# Stated exercise 1:
According to the Sri Lanka overview, what percentage of the country's population remains undernourished?
# Stated exercise 2:
Rescale the entries between the lines holding "Task: confirm every instance of the beige" and "[[81, 199]]", inclusive, by multiplying every pixel coordinate in the answers by 1.95 and rounding to whole numbers, with halves rounded up. Reproduce all of those lines, including the task and sample output lines, which stay unchanged, and return only these lines.

# Extracted text:
Sri Lanka

Introduction to Sri Lanka

Sri Lanka is an island nation located in South Asia within the Indian Ocean. Its population is 21.9 million people1 and it is about 81% rural.2 Currently, only around 1% of the population lives at or below the official poverty line of $2.15 USD per day. However, inequality persists as the income of the lowest 20% of the population accounts for only 7.4% of total income,3 and 22% of Sri Lanka’s population remains undernourished.4 Sri Lanka has a tropical climate with three distinct areas: a wetter, tropical rainforest climate in the south; an intermediate monsoon climate in the central region; and a drier tropical savanna climate in the north. The service sector makes up 56.8% of GDP, the industry sector accounts for 27% of GDP, and agriculture is 7.9% of GDP.5 Moreover, 30%6 of the labor force works in agriculture and 85%7 of subsistence food is locally produced. The main food crop is rice, and leading export items include textiles, tea, rubber, precious stones, and coconut.5 A British colony until 1948, Sri Lanka remains subject to external interests and internal pressures. For example, the United States is its largest trading partner, making up 26.8% of export partnership, and the country faces a growing  amount of public debt –from 2018 to 2021, public debt grew from 91% to 119% of GDP.8 The country has also experienced a decades-long ethnically-rooted civil war that lasted from 1983 to 2009.9 Exposed to such pressures and dynamics, Sri Lanka is highly vulnerable to climate-related impacts.

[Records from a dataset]
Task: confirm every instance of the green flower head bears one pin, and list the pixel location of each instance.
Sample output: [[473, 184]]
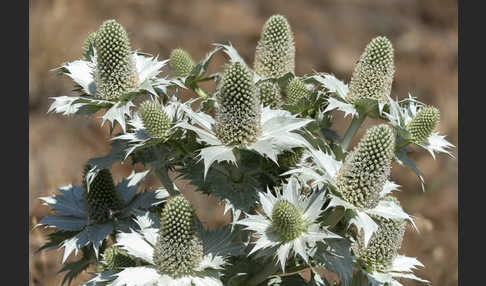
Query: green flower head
[[383, 245], [287, 220], [296, 90], [238, 113], [423, 124], [115, 72], [179, 249], [87, 46], [269, 94], [116, 259], [275, 51], [102, 198], [366, 168], [373, 76], [181, 62], [155, 120]]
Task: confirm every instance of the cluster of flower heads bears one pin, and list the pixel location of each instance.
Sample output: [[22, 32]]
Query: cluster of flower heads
[[291, 223]]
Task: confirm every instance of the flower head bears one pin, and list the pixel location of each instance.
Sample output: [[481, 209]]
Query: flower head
[[102, 196], [275, 52], [373, 76], [238, 113], [367, 167], [115, 72], [181, 62], [288, 222], [296, 90], [154, 119], [269, 94], [423, 124]]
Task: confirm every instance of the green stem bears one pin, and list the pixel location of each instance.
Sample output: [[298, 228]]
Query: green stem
[[268, 270], [353, 128]]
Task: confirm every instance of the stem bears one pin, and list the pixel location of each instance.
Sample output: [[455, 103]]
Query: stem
[[268, 270], [163, 175], [353, 128]]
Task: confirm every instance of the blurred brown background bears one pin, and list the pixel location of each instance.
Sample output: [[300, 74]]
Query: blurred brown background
[[330, 36]]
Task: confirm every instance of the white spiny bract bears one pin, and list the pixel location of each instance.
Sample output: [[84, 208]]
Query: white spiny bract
[[269, 94], [155, 120], [373, 75], [234, 144], [115, 72], [179, 249], [287, 224], [181, 62], [238, 113], [275, 52], [423, 124], [367, 167], [296, 90]]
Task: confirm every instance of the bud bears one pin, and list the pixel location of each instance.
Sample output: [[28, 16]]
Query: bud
[[383, 245], [275, 51], [287, 220], [373, 76], [178, 250], [103, 198], [116, 259], [238, 113], [423, 124], [154, 119], [296, 90], [269, 94], [366, 168], [289, 159], [115, 66], [87, 46], [181, 62]]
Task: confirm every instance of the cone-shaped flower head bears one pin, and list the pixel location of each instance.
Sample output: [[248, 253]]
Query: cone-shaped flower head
[[238, 114], [366, 168], [154, 119], [275, 51], [269, 94], [178, 250], [290, 158], [383, 245], [287, 220], [103, 198], [115, 67], [423, 124], [373, 76], [88, 43], [181, 62], [116, 259], [296, 90]]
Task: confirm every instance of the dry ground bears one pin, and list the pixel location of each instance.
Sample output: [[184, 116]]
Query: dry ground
[[329, 35]]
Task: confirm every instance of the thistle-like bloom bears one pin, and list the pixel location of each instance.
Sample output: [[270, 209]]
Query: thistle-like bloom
[[367, 167], [102, 196], [116, 259], [155, 120], [296, 90], [269, 94], [175, 250], [79, 212], [288, 223], [238, 113], [88, 50], [373, 76], [115, 67], [275, 51], [181, 62], [423, 124]]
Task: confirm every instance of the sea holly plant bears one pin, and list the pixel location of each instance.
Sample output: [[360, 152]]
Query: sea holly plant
[[262, 142]]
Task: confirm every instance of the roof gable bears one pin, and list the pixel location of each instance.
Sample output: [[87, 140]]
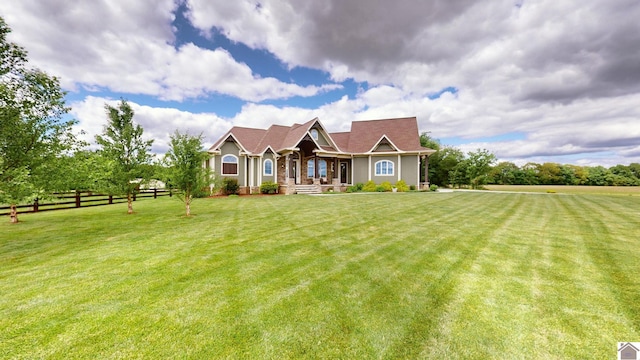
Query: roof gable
[[402, 132], [398, 135]]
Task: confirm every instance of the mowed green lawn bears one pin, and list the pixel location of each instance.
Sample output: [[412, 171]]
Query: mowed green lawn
[[417, 275]]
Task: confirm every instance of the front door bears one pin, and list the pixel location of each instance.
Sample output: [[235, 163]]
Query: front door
[[295, 170], [344, 172]]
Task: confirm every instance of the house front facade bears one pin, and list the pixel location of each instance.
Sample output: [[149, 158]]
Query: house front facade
[[306, 158]]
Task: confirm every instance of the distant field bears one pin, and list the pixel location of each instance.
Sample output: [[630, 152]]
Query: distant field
[[568, 189], [420, 275]]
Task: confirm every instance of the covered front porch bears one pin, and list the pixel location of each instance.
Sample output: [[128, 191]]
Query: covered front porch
[[299, 172]]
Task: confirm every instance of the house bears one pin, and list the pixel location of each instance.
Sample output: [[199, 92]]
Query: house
[[307, 158]]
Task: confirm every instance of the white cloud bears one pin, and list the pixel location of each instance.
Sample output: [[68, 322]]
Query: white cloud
[[158, 123], [127, 47]]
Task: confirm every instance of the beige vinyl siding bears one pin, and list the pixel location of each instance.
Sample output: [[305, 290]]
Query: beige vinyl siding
[[321, 138], [410, 168], [360, 169]]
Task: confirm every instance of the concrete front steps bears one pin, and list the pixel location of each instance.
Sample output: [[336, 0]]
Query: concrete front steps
[[308, 189]]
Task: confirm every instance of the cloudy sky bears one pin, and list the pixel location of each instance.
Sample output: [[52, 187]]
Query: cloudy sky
[[545, 80]]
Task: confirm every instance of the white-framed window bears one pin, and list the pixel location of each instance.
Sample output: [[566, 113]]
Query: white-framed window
[[229, 165], [268, 167], [384, 168], [311, 168]]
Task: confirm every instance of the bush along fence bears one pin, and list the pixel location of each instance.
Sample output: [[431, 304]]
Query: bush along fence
[[81, 199]]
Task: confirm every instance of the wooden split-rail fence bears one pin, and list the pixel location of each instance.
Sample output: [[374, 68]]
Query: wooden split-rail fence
[[72, 200]]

# Complete response 1:
22% of Sri Lanka's population remains undernourished.

# Complete response 2:
Task: confirm every instance of the beige vinyl siding bears one pin, and list the pixel location of each instance.
Sample output: [[305, 290]]
Query: beige vinyl siding
[[626, 269], [800, 328], [702, 330]]
Task: confirm every instance of the concrete front steps bears one pin, and list the pixel location of each instance.
Sample output: [[336, 0]]
Query: concrete front steps
[[601, 369]]
Task: confirm every instance of the cloudy sky bears one pin, and list the pixel location of each instance.
Sample output: [[52, 187]]
Query: cloudy sky
[[1063, 156]]
Task: confirm every instance of the white-framed window bears one pin, and list the pixel location of each instance.
Sample output: [[566, 113]]
Query: white-framed window
[[447, 322], [523, 326], [749, 328], [606, 328]]
Task: confirm every instance of the bush along fence bears one pin, and list the pixel location of each instance.
Sample output: [[431, 304]]
Query: bush along fence
[[158, 388]]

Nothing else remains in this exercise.